-- Source --
□ □ □

- The Washington Times - Wednesday, May 4, 2016

Baseball has changed significantly since Larry Bowa entered the major leagues in 1970 as a rip-snorting shortstop. After a 16-year playing career, a World Series title, multiple run-ins with umpires and front office people, Bowa, 70, is the Philadelphia Phillies’ bench coach. He spoke with The Washington Times about recent rule changes, Dusty Baker and if he would want to manage again.

Question: You were cut from your high school baseball team. Ever go back to that coach to point out the error?
Answer: No, I didn’t. My nephew, [former major-leaguer] Nick Johnson, went to that school, and, guys that came before him said the coach made a speech, and said, ‘I only made one mistake ­— that was cutting Larry Bowa.’ It’s all good. It probably got me more motivated than ever. They said I was too small.

□ □ □

-- Exercises --
A - Pull out each line of the records that contains the string "slice".
B - Write what comes next in the Larry Bowa interview, starting right after its last line.
The records have nothing to do with the Larry Bowa interview.

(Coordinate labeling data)
□ □ □

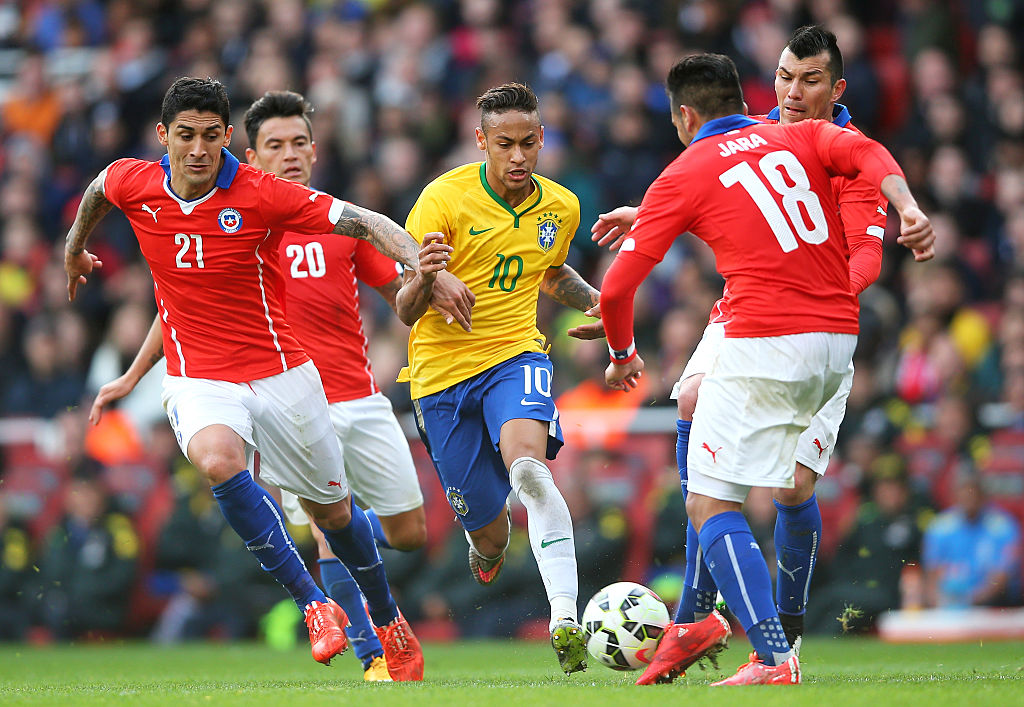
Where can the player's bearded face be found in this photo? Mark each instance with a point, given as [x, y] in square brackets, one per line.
[804, 87]
[194, 140]
[512, 141]
[284, 147]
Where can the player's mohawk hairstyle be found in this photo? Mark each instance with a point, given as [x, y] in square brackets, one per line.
[509, 96]
[276, 105]
[190, 93]
[811, 40]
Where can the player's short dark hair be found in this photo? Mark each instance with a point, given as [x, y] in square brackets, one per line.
[708, 83]
[276, 105]
[509, 96]
[811, 40]
[190, 93]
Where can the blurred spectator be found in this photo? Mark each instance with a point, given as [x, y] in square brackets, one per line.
[871, 557]
[88, 565]
[972, 552]
[15, 574]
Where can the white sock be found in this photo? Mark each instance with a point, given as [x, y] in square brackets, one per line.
[550, 534]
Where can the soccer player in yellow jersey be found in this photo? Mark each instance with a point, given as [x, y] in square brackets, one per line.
[482, 398]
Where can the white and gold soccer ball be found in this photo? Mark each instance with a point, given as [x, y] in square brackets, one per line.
[622, 624]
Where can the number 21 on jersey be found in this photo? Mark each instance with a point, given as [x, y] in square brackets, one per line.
[788, 178]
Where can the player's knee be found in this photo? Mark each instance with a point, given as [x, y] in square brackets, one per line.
[529, 477]
[687, 401]
[803, 488]
[331, 516]
[217, 465]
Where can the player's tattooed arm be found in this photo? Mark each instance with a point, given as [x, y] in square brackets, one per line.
[389, 291]
[383, 234]
[148, 356]
[78, 261]
[565, 286]
[915, 229]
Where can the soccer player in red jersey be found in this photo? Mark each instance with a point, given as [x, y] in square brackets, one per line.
[238, 381]
[760, 196]
[322, 306]
[808, 84]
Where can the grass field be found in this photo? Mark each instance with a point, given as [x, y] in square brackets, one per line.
[837, 672]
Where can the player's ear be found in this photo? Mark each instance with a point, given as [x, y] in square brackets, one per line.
[838, 89]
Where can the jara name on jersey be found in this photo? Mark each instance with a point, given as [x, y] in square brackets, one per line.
[741, 143]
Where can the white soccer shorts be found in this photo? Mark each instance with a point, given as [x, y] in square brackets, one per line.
[284, 416]
[755, 403]
[378, 463]
[818, 441]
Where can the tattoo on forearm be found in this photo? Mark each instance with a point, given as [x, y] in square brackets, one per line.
[566, 287]
[386, 236]
[93, 207]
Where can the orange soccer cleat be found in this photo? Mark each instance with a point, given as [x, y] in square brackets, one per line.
[404, 657]
[684, 645]
[326, 623]
[756, 672]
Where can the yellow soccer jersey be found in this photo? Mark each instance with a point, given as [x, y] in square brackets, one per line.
[502, 254]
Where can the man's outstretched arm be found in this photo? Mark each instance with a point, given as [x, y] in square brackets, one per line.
[383, 234]
[148, 355]
[78, 261]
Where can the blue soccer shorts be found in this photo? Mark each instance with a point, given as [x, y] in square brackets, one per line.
[461, 426]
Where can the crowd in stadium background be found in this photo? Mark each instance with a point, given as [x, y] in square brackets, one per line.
[939, 389]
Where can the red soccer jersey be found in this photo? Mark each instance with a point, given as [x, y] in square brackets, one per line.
[862, 210]
[323, 306]
[760, 196]
[214, 262]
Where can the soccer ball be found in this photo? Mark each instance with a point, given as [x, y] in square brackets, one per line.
[622, 624]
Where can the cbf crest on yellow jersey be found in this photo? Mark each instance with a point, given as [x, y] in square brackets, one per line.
[502, 254]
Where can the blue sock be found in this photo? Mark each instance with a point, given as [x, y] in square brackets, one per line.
[798, 533]
[741, 575]
[343, 589]
[379, 535]
[354, 546]
[699, 590]
[256, 517]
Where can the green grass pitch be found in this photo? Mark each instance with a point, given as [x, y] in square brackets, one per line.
[837, 672]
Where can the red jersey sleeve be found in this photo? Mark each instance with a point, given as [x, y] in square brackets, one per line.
[372, 267]
[286, 205]
[117, 173]
[847, 153]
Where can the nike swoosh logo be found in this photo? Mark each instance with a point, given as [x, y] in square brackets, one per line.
[545, 543]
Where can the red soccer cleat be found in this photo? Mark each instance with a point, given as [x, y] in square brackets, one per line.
[401, 650]
[326, 623]
[684, 645]
[757, 672]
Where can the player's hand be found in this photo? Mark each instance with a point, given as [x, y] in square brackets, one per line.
[115, 390]
[624, 376]
[915, 233]
[593, 330]
[454, 300]
[610, 229]
[77, 266]
[434, 256]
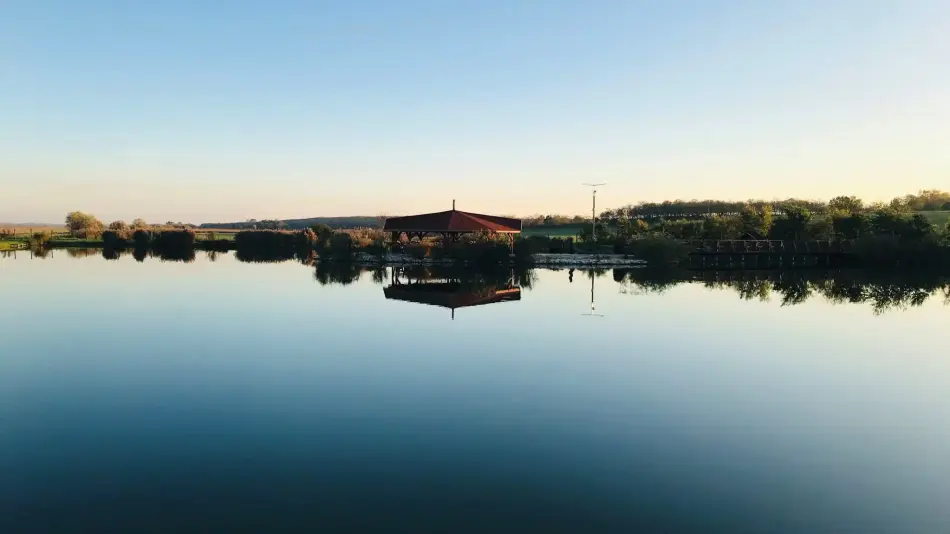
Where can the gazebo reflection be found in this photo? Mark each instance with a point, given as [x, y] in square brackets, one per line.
[450, 289]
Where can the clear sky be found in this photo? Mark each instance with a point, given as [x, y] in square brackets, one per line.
[201, 111]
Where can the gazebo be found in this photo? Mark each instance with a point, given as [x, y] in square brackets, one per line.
[451, 225]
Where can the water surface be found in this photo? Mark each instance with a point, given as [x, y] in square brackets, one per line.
[220, 396]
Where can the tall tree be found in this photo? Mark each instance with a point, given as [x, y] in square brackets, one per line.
[846, 204]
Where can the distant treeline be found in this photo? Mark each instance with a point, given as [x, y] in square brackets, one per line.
[300, 224]
[884, 290]
[927, 200]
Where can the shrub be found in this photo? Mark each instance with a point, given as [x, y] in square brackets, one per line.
[142, 238]
[658, 250]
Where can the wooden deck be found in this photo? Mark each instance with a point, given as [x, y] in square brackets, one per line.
[767, 253]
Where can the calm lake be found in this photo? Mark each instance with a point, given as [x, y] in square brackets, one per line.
[222, 396]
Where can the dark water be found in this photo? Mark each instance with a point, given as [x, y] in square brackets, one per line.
[239, 397]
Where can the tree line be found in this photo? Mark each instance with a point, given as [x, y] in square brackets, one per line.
[925, 200]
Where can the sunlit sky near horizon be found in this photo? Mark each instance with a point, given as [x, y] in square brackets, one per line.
[209, 111]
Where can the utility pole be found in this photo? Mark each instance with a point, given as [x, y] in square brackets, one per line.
[593, 209]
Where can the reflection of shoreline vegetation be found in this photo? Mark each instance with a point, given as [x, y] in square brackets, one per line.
[879, 235]
[884, 290]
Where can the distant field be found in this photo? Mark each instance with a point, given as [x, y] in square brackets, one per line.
[567, 230]
[23, 229]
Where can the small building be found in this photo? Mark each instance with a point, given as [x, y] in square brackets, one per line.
[451, 225]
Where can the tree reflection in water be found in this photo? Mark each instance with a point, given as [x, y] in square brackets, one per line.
[882, 290]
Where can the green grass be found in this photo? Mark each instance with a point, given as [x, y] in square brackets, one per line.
[566, 230]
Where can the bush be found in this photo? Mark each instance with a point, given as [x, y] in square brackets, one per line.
[111, 239]
[658, 250]
[174, 240]
[142, 238]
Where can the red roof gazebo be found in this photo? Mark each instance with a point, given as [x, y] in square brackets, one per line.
[451, 224]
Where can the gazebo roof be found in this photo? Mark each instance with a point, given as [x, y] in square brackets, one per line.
[453, 221]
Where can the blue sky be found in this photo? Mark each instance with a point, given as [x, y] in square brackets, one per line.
[202, 111]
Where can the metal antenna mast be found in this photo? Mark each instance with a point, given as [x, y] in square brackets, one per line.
[593, 209]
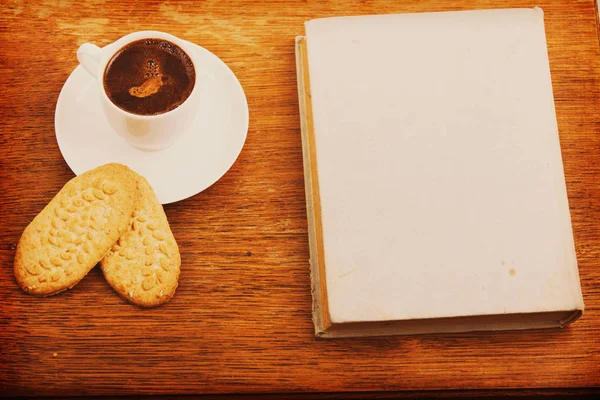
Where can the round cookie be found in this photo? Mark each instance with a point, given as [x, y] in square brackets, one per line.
[75, 230]
[143, 266]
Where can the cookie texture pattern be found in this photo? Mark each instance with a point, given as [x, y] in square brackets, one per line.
[143, 265]
[75, 230]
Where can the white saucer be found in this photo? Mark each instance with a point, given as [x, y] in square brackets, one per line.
[197, 160]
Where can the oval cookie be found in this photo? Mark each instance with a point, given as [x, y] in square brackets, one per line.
[143, 266]
[75, 230]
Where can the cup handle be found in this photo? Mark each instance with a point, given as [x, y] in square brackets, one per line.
[88, 56]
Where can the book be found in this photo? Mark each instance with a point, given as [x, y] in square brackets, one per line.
[435, 190]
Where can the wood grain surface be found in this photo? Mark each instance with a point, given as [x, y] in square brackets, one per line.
[240, 320]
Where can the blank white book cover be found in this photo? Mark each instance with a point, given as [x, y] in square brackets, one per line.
[442, 189]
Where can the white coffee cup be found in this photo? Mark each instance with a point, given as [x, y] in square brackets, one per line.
[146, 132]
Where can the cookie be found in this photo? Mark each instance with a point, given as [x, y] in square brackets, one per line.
[75, 230]
[143, 266]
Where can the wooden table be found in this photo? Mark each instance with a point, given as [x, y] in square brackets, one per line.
[241, 321]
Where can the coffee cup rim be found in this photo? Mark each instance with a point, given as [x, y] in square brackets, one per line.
[114, 47]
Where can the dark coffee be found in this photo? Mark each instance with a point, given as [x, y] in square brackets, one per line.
[149, 77]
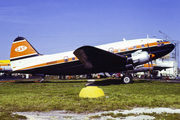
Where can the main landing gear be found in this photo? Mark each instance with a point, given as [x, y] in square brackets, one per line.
[127, 78]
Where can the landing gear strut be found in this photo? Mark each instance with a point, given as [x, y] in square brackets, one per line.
[126, 79]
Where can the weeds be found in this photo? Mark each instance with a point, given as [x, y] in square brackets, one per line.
[64, 95]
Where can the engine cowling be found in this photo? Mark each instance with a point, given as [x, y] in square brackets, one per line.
[138, 57]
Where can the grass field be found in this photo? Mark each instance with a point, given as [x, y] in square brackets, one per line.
[63, 95]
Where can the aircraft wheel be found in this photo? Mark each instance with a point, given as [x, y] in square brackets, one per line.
[127, 79]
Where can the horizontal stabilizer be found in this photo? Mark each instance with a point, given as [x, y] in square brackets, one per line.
[95, 58]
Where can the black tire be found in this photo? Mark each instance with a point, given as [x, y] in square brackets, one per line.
[126, 79]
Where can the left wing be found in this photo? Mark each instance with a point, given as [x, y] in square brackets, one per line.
[98, 59]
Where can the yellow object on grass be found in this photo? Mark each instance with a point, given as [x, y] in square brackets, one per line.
[91, 92]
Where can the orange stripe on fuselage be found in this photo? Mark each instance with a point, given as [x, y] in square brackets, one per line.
[4, 64]
[149, 65]
[50, 63]
[28, 51]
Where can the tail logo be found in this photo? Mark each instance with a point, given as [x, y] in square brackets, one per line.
[21, 48]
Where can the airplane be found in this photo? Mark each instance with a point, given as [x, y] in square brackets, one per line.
[5, 66]
[113, 57]
[150, 67]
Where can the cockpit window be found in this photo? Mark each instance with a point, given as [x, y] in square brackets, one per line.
[142, 45]
[165, 41]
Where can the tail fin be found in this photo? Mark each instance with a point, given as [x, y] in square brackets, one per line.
[21, 49]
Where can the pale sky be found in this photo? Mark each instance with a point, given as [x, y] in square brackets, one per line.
[54, 26]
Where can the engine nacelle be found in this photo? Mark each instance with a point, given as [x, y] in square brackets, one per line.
[138, 57]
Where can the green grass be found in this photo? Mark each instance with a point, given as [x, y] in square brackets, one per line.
[63, 95]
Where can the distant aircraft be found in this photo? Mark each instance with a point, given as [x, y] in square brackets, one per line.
[150, 67]
[113, 57]
[5, 66]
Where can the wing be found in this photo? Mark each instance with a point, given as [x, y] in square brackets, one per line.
[95, 58]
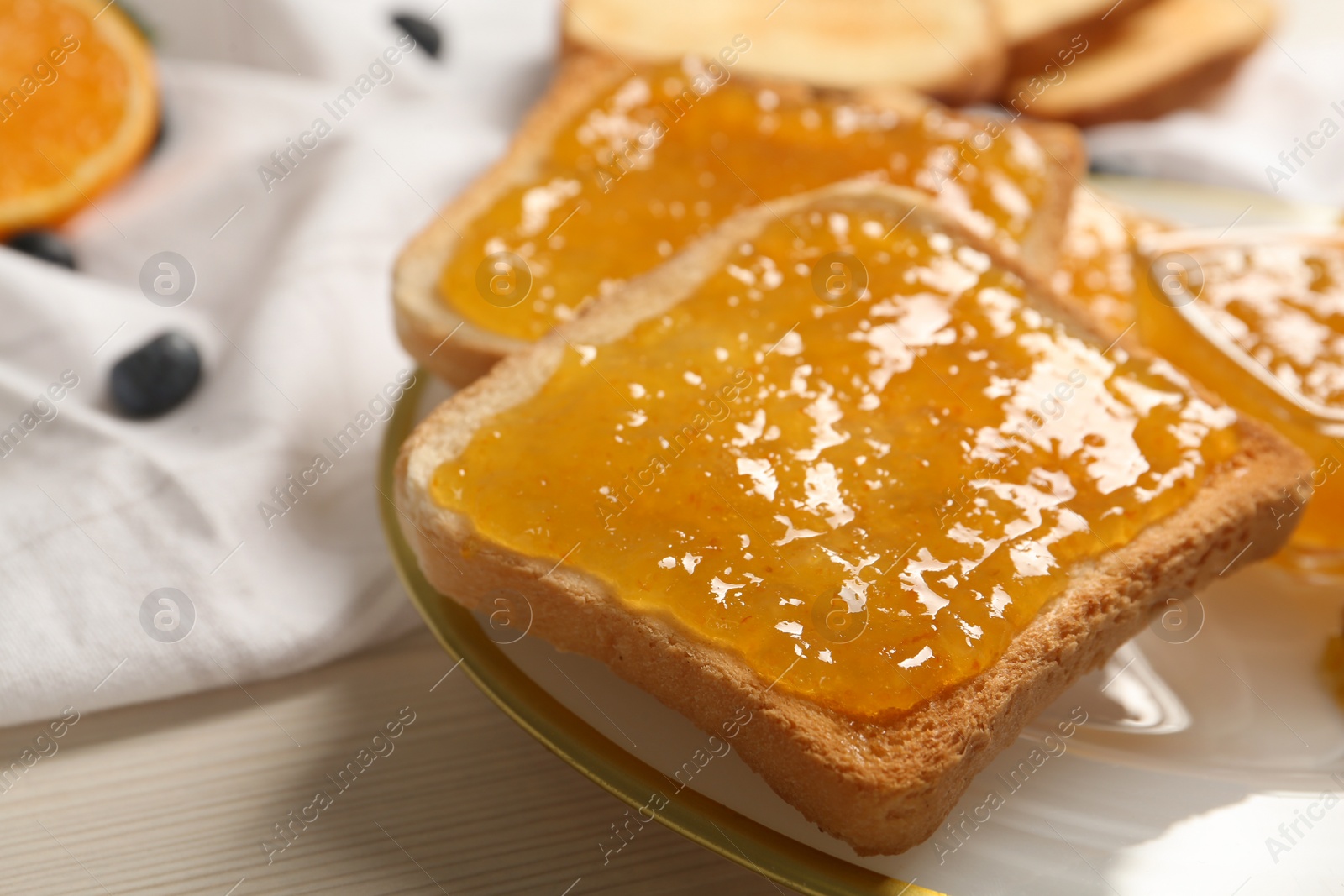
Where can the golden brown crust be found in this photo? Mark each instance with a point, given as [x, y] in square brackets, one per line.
[1162, 55]
[947, 49]
[880, 786]
[459, 351]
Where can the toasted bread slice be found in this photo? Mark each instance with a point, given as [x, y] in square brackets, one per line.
[1163, 55]
[1097, 259]
[459, 349]
[948, 49]
[1026, 22]
[880, 782]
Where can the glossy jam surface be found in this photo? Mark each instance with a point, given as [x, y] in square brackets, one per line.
[1097, 259]
[1263, 325]
[866, 503]
[1284, 305]
[652, 165]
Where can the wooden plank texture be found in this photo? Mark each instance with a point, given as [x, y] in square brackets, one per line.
[179, 797]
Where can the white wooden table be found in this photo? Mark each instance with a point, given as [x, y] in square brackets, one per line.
[178, 797]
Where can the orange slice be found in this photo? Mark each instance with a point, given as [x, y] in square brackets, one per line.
[78, 107]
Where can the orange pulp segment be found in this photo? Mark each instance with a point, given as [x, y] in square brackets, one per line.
[78, 107]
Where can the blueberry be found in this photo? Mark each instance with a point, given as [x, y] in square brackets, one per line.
[45, 244]
[423, 31]
[156, 376]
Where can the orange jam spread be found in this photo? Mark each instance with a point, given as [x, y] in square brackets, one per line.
[1263, 324]
[652, 165]
[866, 501]
[1097, 258]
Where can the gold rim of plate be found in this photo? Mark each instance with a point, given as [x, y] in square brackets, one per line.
[601, 761]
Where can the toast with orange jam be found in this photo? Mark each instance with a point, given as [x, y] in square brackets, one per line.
[1260, 316]
[840, 464]
[618, 168]
[1097, 259]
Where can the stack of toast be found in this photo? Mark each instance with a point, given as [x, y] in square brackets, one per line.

□ □ □

-- Task-by-task answers --
A -
Where can the toasted bread slice be found in this photo? Mark each instance with a point, given as [x, y] in square brackets, one per line.
Where can the orange slice be found in this photo? Mark each instance with a point, given as [x, y] in square brackets, one per line.

B -
Q: Those things tend to stick with people.
A: Yeah, you can use it as a motivating factor. No question.

Q: What was your view of Dusty Baker when you played against him?
A: Played the game the right way, obviously. Big-time RBI guy. Didn’t want to see him come up in RBI situations. Better than average outfielder. Never seen him give away at-bats. He was a tough out. I didn’t like to see him hit with men on base. … I just look at Dusty as a great baseball guy, with a good mind. The way he competed against teams that I played with was at a high level.

Q: What do you think of baseball now, with the slide rule, bat flips …
A: I might be the wrong guy to ask.

Q: Maybe you’re the right guy?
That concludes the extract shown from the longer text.